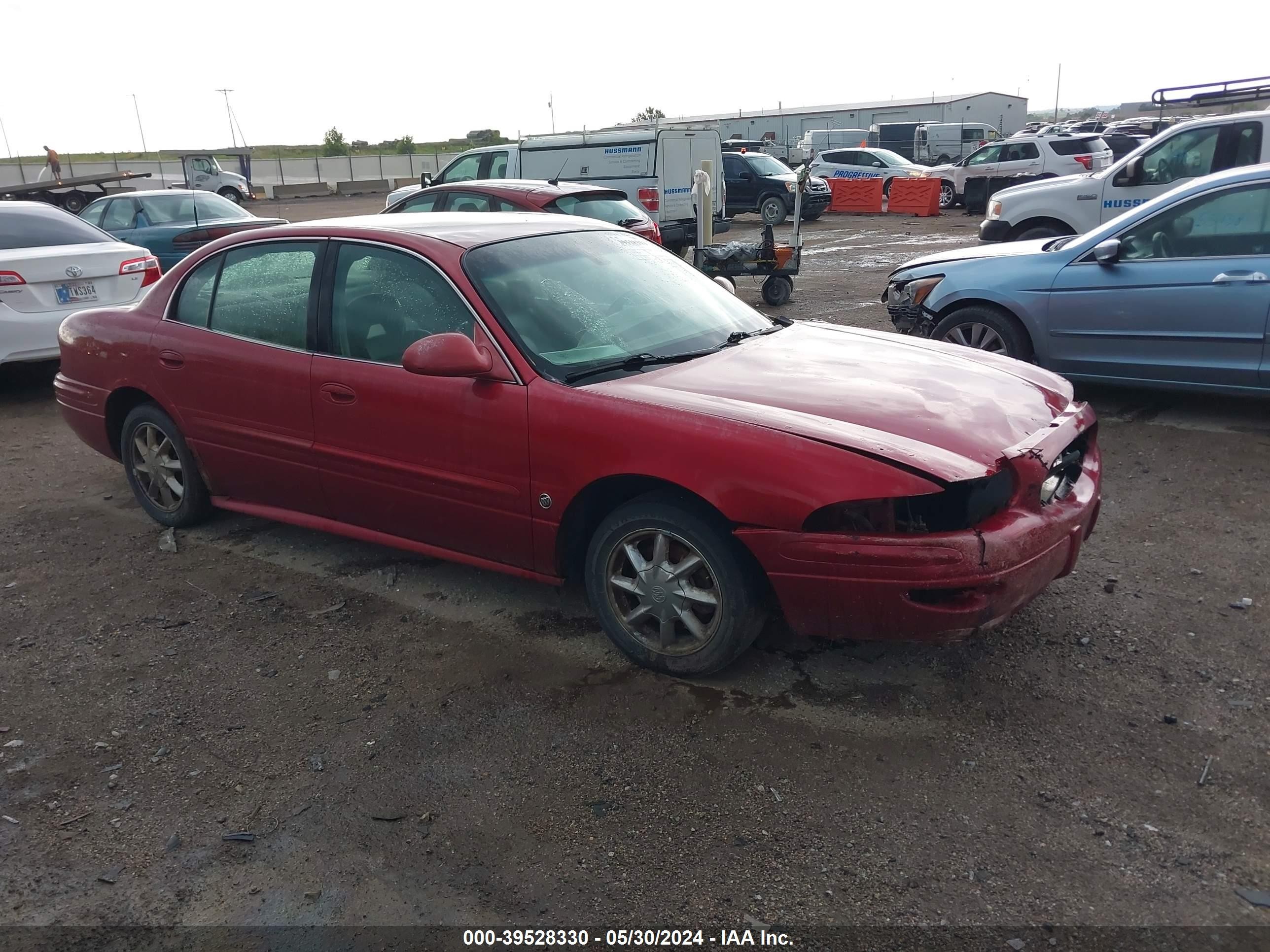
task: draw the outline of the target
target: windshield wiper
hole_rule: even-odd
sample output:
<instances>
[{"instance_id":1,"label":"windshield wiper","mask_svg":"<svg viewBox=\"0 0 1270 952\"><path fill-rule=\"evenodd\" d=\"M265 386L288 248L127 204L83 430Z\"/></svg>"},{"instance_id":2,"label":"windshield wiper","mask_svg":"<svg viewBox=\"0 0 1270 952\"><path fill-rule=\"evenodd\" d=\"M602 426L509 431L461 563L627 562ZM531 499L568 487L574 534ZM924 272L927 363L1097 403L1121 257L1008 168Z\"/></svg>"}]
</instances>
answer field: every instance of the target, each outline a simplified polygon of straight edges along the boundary
<instances>
[{"instance_id":1,"label":"windshield wiper","mask_svg":"<svg viewBox=\"0 0 1270 952\"><path fill-rule=\"evenodd\" d=\"M705 357L706 354L714 353L712 350L690 350L683 354L631 354L630 357L622 358L621 360L610 360L608 363L597 364L596 367L588 367L584 371L574 371L573 373L566 373L564 377L565 383L573 383L574 381L582 380L583 377L591 377L597 373L608 373L610 371L638 371L641 367L652 367L659 363L683 363L685 360L691 360L696 357Z\"/></svg>"},{"instance_id":2,"label":"windshield wiper","mask_svg":"<svg viewBox=\"0 0 1270 952\"><path fill-rule=\"evenodd\" d=\"M790 321L786 317L772 317L772 320L776 321L776 324L771 327L758 327L757 330L734 330L719 347L730 347L733 344L739 344L742 340L761 338L765 334L775 334L776 331L790 326Z\"/></svg>"}]
</instances>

**WORK TO DO**
Reproduce every line of the entries above verbatim, omitting the pictures from your answer.

**WRITTEN SOLUTION**
task: draw the outline of the target
target: windshield wiper
hole_rule: even-odd
sample output:
<instances>
[{"instance_id":1,"label":"windshield wiper","mask_svg":"<svg viewBox=\"0 0 1270 952\"><path fill-rule=\"evenodd\" d=\"M265 386L288 248L127 204L83 430Z\"/></svg>"},{"instance_id":2,"label":"windshield wiper","mask_svg":"<svg viewBox=\"0 0 1270 952\"><path fill-rule=\"evenodd\" d=\"M602 426L509 431L461 563L627 562ZM531 499L568 487L574 534ZM924 272L927 363L1097 403L1121 257L1008 168Z\"/></svg>"}]
</instances>
answer field: every instance of the target, each outline a simplified polygon of straight edges along the boundary
<instances>
[{"instance_id":1,"label":"windshield wiper","mask_svg":"<svg viewBox=\"0 0 1270 952\"><path fill-rule=\"evenodd\" d=\"M705 357L706 354L714 353L712 350L690 350L683 354L631 354L630 357L622 358L621 360L610 360L608 363L597 364L596 367L588 367L584 371L574 371L573 373L566 373L564 377L565 383L573 383L574 381L582 380L583 377L591 377L597 373L608 373L610 371L638 371L641 367L652 367L659 363L683 363L685 360L691 360L696 357Z\"/></svg>"},{"instance_id":2,"label":"windshield wiper","mask_svg":"<svg viewBox=\"0 0 1270 952\"><path fill-rule=\"evenodd\" d=\"M790 321L786 317L772 317L772 320L776 321L776 324L771 327L758 327L757 330L734 330L719 347L730 347L733 344L739 344L742 340L761 338L765 334L775 334L776 331L790 326Z\"/></svg>"}]
</instances>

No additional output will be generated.